_Aim_:
Find each line below that contains the string "logo" with the same capitalization, and copy those lines.

_Records for the task_:
********************

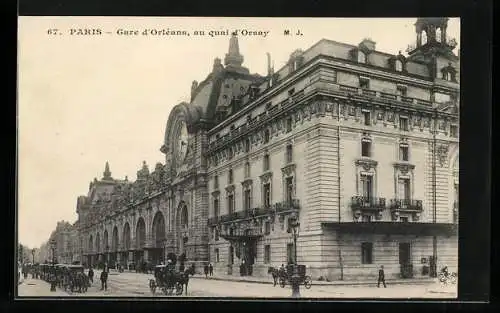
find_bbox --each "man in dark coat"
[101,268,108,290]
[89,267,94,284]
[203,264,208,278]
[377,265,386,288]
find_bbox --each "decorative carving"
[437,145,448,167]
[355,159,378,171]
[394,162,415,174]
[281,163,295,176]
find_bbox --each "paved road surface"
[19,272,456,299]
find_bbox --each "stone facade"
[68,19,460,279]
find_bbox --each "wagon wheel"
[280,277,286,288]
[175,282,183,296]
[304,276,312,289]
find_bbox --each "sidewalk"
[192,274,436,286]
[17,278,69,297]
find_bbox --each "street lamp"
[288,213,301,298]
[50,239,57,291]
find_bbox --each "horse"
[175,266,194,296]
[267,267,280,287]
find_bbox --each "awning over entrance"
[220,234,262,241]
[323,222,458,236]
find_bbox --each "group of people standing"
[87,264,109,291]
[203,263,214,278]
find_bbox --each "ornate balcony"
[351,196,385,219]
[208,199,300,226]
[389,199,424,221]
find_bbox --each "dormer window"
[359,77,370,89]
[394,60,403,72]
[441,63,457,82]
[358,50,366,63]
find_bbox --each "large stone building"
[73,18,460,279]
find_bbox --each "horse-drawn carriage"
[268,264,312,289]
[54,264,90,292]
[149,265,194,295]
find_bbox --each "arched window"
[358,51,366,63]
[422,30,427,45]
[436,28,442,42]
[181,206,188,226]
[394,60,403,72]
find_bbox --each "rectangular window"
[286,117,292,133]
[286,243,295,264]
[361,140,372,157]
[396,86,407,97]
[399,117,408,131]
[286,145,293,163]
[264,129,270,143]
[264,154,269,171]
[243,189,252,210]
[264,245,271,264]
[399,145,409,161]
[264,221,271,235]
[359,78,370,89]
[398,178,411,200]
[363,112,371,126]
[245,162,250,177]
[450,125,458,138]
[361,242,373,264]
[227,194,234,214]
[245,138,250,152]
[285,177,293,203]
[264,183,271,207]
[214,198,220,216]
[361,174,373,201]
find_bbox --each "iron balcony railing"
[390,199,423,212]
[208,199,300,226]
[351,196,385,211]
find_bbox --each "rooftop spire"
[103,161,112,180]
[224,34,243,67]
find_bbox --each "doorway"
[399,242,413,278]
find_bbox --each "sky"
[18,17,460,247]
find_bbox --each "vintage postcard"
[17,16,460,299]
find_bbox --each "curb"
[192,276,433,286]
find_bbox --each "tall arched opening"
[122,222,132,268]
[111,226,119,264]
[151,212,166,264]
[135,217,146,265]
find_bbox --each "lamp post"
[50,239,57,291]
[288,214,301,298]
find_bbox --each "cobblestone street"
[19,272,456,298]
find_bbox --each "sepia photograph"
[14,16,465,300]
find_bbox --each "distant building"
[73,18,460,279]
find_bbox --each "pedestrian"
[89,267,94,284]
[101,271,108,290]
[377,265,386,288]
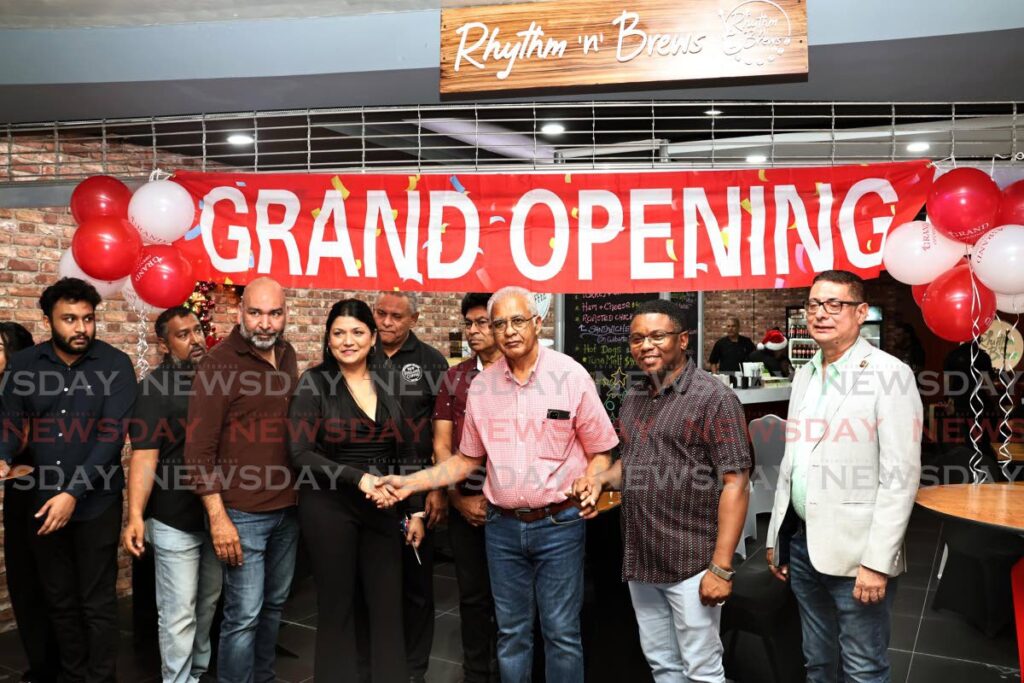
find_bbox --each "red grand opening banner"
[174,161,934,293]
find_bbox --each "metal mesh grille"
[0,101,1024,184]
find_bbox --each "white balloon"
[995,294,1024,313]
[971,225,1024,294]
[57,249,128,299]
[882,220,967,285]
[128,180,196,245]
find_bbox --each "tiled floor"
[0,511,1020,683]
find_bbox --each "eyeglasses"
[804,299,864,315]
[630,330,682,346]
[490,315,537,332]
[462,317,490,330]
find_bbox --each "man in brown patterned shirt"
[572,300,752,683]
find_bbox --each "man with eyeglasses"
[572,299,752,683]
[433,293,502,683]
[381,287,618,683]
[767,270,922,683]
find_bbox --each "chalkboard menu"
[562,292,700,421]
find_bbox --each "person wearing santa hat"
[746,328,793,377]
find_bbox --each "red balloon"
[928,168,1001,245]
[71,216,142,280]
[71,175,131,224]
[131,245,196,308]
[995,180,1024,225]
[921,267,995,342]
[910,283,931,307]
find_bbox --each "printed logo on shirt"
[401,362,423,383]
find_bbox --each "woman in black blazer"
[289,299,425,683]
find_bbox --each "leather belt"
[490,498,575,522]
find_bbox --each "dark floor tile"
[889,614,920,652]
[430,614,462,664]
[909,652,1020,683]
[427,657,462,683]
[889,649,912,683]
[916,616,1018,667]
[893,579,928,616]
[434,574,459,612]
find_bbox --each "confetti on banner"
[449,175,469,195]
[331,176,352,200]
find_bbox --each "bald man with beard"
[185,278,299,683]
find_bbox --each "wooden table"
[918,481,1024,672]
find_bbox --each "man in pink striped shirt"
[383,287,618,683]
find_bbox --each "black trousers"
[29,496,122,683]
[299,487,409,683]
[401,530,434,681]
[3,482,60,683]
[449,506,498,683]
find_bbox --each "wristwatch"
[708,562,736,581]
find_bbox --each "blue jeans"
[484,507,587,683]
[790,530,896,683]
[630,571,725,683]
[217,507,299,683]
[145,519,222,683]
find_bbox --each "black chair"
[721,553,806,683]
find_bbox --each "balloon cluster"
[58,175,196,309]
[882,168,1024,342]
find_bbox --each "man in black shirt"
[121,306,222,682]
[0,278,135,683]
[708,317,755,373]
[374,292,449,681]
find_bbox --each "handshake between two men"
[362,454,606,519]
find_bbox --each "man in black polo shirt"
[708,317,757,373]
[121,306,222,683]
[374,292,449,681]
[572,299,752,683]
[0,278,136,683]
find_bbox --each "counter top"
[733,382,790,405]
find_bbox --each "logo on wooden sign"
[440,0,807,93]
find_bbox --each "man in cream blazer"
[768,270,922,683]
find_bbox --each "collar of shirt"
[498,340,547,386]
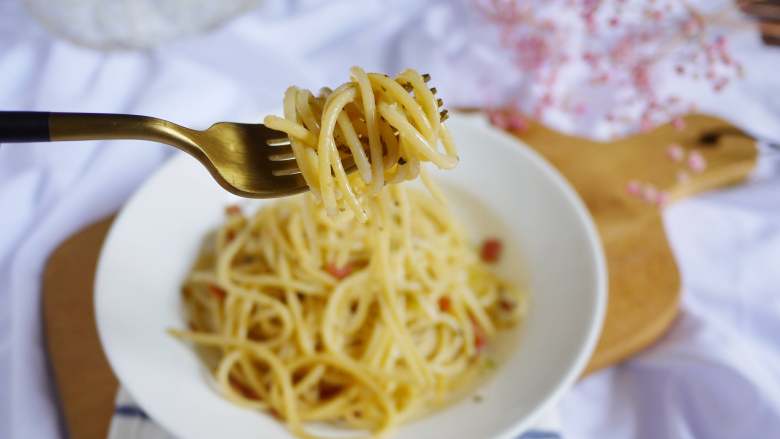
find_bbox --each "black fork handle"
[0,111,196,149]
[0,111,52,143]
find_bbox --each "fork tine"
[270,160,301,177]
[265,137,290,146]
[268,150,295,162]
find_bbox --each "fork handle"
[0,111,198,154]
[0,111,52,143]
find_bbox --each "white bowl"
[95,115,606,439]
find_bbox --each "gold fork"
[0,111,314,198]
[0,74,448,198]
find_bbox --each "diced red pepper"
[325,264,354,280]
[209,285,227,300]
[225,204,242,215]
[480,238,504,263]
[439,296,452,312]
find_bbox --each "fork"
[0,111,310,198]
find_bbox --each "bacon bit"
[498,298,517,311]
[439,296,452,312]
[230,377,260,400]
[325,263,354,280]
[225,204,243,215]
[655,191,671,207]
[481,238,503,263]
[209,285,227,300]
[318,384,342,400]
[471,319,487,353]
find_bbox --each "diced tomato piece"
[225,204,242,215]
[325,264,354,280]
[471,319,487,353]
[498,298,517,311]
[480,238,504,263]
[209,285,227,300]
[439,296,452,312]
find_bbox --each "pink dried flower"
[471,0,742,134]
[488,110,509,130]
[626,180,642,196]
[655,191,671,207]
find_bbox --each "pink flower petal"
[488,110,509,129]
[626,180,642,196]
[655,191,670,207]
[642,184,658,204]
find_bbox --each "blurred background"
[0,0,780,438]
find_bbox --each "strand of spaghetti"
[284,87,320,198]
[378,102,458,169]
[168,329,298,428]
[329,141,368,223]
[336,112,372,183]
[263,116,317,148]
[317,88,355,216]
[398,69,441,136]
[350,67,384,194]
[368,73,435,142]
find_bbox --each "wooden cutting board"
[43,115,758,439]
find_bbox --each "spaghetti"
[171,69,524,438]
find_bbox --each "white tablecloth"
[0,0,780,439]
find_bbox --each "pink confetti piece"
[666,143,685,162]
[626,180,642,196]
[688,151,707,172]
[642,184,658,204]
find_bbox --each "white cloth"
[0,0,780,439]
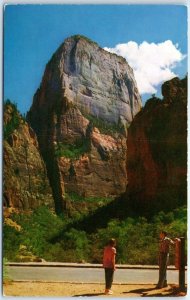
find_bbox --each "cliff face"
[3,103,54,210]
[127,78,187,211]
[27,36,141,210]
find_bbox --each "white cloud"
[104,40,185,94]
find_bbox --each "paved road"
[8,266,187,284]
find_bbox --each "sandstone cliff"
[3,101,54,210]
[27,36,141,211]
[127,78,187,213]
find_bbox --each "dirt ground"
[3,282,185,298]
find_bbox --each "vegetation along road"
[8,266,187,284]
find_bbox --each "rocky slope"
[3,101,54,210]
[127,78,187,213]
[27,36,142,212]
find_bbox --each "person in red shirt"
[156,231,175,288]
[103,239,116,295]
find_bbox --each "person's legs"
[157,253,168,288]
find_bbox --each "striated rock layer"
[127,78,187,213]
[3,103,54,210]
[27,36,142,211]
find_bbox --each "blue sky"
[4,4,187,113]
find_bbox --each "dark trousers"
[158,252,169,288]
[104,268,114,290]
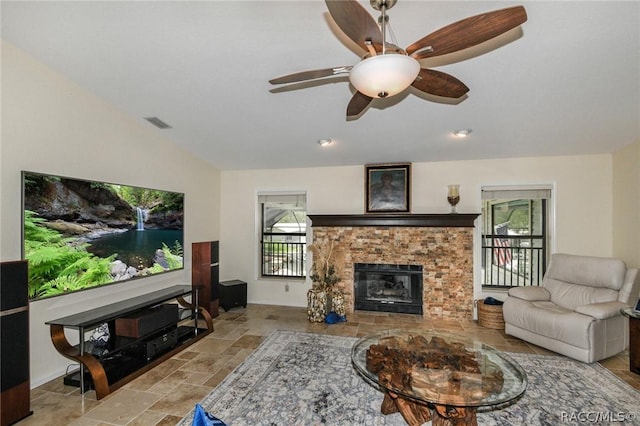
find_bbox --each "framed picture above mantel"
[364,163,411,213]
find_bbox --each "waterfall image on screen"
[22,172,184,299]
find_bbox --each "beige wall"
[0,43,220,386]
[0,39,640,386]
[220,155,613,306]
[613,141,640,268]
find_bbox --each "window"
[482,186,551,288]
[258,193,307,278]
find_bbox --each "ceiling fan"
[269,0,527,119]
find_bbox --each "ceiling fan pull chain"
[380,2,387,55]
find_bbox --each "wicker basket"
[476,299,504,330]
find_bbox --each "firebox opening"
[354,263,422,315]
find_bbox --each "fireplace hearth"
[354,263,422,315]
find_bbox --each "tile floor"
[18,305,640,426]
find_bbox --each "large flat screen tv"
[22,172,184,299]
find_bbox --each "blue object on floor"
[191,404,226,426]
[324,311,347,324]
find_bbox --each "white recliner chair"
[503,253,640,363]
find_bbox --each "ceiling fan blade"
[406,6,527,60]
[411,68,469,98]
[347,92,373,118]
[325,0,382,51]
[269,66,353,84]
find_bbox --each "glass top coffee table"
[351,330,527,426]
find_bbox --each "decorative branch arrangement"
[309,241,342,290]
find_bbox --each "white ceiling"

********************

_Completed task_:
find_bbox --each "printed logo on shirt"
find_bbox --each "logo on wooden sign"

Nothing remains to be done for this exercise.